----- Excerpt provided

For the buy flow I called act("click the buy ticket button") and then observe("is there a success confirmation visible on the page?"). The observe call returns a structured boolean that I assert on. No selectors, no waits, no flakiness when a designer changes the button colour, and the test reads like a description of what the user is doing rather than a description of the DOM.

I stopped thinking about elements and started thinking about intents, which is the level the test should have been at the whole time.

Watching Playwright video recordings

Stagehand inherits Playwright's video recording, so I enabled it in the launch config and dropped the videos into test-results/. When a test fails, I watch the recording and see exactly what the agent saw, which is more useful than any stack trace I've ever had. A 12-second clip of the agent clicking the wrong tab tells me more in one viewing than half an hour of log archaeology used to.

Seeding data and extracting structured results with Zod

Most useful tests need preconditions: a tour to buy tickets for, votes already cast, a user with a specific role. I expose those preconditions through test-only Convex mutations, then use Stagehand's extract() with a Zod schema to assert on whatever the UI ends up showing.

Test-only mutations gated by an environment variable

I add functions like _testSeedTour to convex/_testing.ts and guard them with a runtime check on a IS_TEST environment variable set only on the ephemeral backend. If the variable is missing, the mutation throws. This pattern keeps the dangerous-by-default helpers from running in production, and the custom functions helpers make the guard a one-line wrapper that I apply uniformly to every test helper.

The naming convention (_test prefix) is a second line of defence. Even if someone managed to call a test mutation from the frontend in production, the function name is loud enough that it would surface in code review. The point isn't to make this impossible, just to make it implausible.

Asking Stagehand for a typed result set

For a test that needs to verify the leaderboard, I define a Zod schema for the row shape and call:

1const result = await page.extract({
2  instruction: "extract the top five entries from the leaderboard",
3  schema: z.object({
4    entries: z.array(z.object({ name: z.string(), votes: z.number() })),
5  }),
6});
7

The result is typed, and I can run normal assertions on the array. No DOM traversal, no fragile text-content matching, no regex over innerText. The schema is the contract: if the page doesn't contain extractable data shaped like that, the call fails with a useful error rather than returning a half-parsed mess.

What's interesting about extract() is that it does roughly the same job as a custom DOM scraper, but I get to specify the output shape instead of the input shape, which is the whole point. The test says what it needs and the model figures out how to find it, which is exactly backwards from the selector-first approach and exactly right.

Going fully autonomous with the agent API

The agent API hands a single high-level goal to Stagehand and lets it plan its own steps, which is the part of this stack that feels like a genuine shift in what's possible. Instead of scripting "click X, then click Y, then verify Z," you tell the agent "vote for the boat with the most lights and confirm your vote was recorded," and it figures out the path.

From step-by-step to high-level goals

I rewrote a multi-step voting test as a single agent() call. The scripted version was 40 lines. The agent version was three. When it worked, it worked exactly the way a human tester would have, including handling a mid-flow confirmation dialog I hadn't anticipated. That last part is the surprising one: the scripted version would have failed on the dialog because I hadn't written the click for it, whereas the agent just dismissed it and kept going.

----------

What you will do: Rewrite the passage on browser testing from "I rewrote a" through "and kept going.", replacing "human tester" with "manual tester".

----- Records

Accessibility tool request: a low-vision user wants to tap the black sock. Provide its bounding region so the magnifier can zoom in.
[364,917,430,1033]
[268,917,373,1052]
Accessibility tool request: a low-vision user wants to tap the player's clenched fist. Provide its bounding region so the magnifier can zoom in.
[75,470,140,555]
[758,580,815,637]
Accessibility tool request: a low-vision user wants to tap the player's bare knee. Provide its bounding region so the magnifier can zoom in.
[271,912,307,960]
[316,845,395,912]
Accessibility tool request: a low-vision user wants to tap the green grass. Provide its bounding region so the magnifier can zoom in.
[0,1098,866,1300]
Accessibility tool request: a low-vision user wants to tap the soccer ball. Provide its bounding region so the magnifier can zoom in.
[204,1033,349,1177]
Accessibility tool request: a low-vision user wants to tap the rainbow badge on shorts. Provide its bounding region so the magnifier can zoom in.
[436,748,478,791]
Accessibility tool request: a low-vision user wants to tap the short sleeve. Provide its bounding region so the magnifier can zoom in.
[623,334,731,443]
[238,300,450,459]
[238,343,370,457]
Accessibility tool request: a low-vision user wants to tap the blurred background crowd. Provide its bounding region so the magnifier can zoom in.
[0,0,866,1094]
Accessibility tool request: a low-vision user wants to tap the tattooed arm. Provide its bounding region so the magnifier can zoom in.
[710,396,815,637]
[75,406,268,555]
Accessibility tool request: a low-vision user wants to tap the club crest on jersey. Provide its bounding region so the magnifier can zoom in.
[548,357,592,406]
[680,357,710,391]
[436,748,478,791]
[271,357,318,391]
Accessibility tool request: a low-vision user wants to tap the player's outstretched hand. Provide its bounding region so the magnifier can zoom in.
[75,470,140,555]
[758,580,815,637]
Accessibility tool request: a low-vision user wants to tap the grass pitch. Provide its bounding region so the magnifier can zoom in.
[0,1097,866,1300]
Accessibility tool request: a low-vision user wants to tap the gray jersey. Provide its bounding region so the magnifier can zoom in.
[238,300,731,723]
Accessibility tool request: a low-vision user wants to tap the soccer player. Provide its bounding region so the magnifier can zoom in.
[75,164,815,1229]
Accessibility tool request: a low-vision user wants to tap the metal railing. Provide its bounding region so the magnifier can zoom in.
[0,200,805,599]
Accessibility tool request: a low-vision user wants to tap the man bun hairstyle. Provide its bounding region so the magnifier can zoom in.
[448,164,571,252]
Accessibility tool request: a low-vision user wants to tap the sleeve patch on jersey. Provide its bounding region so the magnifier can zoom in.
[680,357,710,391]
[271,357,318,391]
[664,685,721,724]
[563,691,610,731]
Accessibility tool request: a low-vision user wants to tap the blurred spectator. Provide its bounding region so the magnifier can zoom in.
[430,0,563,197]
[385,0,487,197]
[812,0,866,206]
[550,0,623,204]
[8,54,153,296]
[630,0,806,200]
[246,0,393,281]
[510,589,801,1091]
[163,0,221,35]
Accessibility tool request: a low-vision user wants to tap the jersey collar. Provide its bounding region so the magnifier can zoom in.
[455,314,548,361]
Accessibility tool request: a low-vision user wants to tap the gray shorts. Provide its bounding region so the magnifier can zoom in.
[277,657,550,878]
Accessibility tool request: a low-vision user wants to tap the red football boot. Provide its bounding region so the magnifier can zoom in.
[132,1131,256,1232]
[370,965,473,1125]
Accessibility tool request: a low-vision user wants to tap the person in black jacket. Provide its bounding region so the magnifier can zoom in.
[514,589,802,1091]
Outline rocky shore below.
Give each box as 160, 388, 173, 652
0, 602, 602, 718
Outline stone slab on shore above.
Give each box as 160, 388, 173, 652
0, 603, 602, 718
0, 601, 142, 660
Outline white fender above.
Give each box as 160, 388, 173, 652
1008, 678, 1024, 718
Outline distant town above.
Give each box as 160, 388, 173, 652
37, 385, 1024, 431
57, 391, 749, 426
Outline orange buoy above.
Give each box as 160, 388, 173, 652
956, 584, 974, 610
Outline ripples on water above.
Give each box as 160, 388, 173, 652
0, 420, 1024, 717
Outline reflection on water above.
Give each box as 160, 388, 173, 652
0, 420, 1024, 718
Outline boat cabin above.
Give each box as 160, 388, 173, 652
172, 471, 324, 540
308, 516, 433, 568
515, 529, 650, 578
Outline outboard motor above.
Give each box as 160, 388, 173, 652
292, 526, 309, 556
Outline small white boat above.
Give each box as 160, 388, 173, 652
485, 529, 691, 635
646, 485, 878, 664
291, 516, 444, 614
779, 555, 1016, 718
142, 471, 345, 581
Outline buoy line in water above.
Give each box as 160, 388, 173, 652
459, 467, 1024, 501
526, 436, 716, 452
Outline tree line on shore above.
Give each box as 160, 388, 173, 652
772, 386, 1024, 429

----------

Problem solution:
I rewrote a multi-step voting test as a single agent() call. The scripted version was 40 lines. The agent version was three. When it worked, it worked exactly the way a manual tester would have, including handling a mid-flow confirmation dialog I hadn't anticipated. That last part is the surprising one: the scripted version would have failed on the dialog because I hadn't written the click for it, whereas the agent just dismissed it and kept going.